Stored data
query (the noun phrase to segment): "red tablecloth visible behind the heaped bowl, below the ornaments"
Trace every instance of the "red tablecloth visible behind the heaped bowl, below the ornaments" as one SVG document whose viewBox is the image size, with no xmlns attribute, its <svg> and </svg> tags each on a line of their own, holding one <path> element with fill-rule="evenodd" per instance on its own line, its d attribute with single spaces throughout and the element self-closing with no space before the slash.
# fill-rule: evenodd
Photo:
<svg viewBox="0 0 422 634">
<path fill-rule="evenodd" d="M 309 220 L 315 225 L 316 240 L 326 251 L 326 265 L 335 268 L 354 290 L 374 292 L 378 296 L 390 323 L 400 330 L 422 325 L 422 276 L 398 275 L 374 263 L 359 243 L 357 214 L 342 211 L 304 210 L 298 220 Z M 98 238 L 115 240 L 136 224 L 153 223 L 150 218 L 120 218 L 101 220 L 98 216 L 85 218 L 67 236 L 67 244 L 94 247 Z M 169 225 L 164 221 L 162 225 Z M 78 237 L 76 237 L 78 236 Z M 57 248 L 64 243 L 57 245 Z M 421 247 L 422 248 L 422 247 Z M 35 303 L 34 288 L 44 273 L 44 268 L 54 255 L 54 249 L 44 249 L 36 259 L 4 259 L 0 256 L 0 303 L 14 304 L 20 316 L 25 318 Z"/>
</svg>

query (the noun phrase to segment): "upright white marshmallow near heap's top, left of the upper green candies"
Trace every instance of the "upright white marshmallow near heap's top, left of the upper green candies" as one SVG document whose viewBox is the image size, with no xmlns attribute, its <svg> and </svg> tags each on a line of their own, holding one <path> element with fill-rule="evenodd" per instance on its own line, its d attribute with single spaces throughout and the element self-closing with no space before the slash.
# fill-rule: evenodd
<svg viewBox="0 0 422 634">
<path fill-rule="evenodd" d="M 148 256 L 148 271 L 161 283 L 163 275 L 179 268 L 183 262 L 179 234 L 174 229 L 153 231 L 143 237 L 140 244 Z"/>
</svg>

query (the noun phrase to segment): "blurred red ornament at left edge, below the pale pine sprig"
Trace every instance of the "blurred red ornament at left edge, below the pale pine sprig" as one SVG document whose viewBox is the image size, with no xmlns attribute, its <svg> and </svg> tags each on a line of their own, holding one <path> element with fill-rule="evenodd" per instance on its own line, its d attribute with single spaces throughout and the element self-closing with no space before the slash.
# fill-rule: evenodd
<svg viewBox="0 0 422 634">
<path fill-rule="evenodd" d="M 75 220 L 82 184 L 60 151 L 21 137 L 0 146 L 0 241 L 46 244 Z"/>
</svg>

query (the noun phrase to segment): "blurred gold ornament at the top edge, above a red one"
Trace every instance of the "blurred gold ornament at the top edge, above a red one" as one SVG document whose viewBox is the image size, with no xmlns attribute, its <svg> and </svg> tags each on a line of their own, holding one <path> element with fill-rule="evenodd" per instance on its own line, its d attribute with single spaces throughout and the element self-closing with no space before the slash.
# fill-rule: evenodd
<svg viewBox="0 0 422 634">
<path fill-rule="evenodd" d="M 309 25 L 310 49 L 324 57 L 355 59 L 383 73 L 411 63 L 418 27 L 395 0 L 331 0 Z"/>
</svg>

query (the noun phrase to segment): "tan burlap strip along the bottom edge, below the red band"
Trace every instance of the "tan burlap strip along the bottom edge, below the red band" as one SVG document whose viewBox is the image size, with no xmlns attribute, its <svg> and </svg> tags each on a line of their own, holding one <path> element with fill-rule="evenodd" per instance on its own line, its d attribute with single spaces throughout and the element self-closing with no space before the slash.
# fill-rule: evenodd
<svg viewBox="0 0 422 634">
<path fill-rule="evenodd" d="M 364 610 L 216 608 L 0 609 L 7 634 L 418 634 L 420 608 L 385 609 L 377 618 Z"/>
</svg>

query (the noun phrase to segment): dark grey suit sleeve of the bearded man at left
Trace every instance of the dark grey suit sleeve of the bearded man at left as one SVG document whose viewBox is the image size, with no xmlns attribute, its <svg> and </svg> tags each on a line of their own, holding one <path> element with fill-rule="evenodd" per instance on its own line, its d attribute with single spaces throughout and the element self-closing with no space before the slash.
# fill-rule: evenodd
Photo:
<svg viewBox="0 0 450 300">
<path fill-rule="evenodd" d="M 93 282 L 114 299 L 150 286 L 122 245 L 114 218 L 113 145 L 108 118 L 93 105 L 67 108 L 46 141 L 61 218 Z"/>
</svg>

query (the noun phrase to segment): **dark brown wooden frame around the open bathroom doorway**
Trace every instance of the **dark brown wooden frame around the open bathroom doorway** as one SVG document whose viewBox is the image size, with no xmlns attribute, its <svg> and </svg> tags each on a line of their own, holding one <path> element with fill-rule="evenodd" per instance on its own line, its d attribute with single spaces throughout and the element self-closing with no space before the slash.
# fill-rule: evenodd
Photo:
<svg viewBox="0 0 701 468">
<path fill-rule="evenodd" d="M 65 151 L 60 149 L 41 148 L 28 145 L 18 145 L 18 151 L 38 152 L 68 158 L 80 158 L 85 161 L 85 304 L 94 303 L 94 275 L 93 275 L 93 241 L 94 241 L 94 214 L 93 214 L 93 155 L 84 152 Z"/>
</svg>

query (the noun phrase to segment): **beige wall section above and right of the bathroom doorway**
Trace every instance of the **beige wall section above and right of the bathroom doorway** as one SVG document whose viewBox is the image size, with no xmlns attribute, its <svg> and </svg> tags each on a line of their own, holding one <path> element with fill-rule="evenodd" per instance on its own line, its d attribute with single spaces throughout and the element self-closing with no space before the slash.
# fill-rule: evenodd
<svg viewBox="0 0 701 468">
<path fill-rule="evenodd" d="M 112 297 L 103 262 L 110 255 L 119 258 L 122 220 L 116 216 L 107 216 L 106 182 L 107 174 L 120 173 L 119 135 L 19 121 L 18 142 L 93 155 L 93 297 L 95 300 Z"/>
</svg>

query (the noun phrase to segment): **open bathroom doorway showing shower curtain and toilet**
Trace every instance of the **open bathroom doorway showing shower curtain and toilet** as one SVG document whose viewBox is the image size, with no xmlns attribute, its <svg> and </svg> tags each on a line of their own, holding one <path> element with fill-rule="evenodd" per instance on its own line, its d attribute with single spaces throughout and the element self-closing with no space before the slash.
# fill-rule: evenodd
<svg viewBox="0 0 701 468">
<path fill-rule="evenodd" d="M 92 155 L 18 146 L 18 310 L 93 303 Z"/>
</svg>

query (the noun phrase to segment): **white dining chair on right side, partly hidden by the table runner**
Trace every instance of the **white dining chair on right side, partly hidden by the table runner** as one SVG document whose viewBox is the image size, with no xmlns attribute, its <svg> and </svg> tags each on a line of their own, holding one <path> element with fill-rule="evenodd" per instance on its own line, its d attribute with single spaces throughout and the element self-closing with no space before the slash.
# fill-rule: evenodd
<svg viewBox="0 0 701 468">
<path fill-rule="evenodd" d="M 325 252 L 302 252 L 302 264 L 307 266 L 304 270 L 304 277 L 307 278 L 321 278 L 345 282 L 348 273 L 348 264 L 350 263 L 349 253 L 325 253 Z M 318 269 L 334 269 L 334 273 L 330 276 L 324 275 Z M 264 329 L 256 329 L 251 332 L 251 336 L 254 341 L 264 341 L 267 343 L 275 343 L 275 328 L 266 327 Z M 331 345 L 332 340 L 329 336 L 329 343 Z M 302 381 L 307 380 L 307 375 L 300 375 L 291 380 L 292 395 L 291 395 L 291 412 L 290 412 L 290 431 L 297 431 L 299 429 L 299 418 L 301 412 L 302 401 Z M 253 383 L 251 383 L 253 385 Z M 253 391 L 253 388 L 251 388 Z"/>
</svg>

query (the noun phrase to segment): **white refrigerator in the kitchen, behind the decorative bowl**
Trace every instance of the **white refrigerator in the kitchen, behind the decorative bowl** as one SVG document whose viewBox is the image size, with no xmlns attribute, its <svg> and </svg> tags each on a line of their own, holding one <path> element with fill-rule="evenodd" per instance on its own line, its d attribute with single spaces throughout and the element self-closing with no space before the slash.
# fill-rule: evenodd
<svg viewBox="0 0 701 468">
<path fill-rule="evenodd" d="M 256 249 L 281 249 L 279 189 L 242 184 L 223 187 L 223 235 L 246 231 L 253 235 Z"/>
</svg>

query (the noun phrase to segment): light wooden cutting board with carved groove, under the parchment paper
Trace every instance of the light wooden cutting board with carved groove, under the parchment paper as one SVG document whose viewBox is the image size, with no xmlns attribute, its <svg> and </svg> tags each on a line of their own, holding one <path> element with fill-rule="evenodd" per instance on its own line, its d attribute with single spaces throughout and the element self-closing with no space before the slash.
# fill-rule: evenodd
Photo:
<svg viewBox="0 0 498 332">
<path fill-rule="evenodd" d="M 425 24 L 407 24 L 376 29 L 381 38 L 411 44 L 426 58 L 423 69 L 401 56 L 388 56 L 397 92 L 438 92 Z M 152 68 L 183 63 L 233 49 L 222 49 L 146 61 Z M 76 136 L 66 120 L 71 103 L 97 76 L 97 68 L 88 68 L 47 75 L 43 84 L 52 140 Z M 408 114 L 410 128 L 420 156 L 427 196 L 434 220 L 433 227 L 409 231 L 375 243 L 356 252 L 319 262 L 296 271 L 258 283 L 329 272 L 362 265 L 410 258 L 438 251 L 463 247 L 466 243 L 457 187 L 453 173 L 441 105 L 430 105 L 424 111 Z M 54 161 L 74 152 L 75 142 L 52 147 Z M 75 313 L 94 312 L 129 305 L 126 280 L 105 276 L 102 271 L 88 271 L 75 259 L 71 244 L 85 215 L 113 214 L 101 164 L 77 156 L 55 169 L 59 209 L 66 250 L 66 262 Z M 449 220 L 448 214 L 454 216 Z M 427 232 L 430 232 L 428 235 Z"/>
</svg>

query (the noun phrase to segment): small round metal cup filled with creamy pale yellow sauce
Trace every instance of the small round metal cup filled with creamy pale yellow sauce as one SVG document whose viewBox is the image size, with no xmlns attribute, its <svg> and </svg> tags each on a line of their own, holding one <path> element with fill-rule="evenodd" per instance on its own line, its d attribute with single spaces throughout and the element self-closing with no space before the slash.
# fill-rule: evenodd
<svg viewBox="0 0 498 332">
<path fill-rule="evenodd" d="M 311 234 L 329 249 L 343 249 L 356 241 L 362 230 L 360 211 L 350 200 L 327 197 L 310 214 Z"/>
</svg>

Problem description
Every line that holds the word "band" should be copied from the records above.

Task output
query (the noun phrase to segment): "tan burlap strip along the bottom edge, below the red band"
Trace every instance of the "tan burlap strip along the bottom edge, below the red band" as one SVG document whose viewBox is the image size, with no xmlns attribute, its <svg> and </svg> tags each on a line of their own, holding one <path> element with fill-rule="evenodd" per instance on its own line, its d attribute with single spaces throughout and the element self-closing with no space before the slash.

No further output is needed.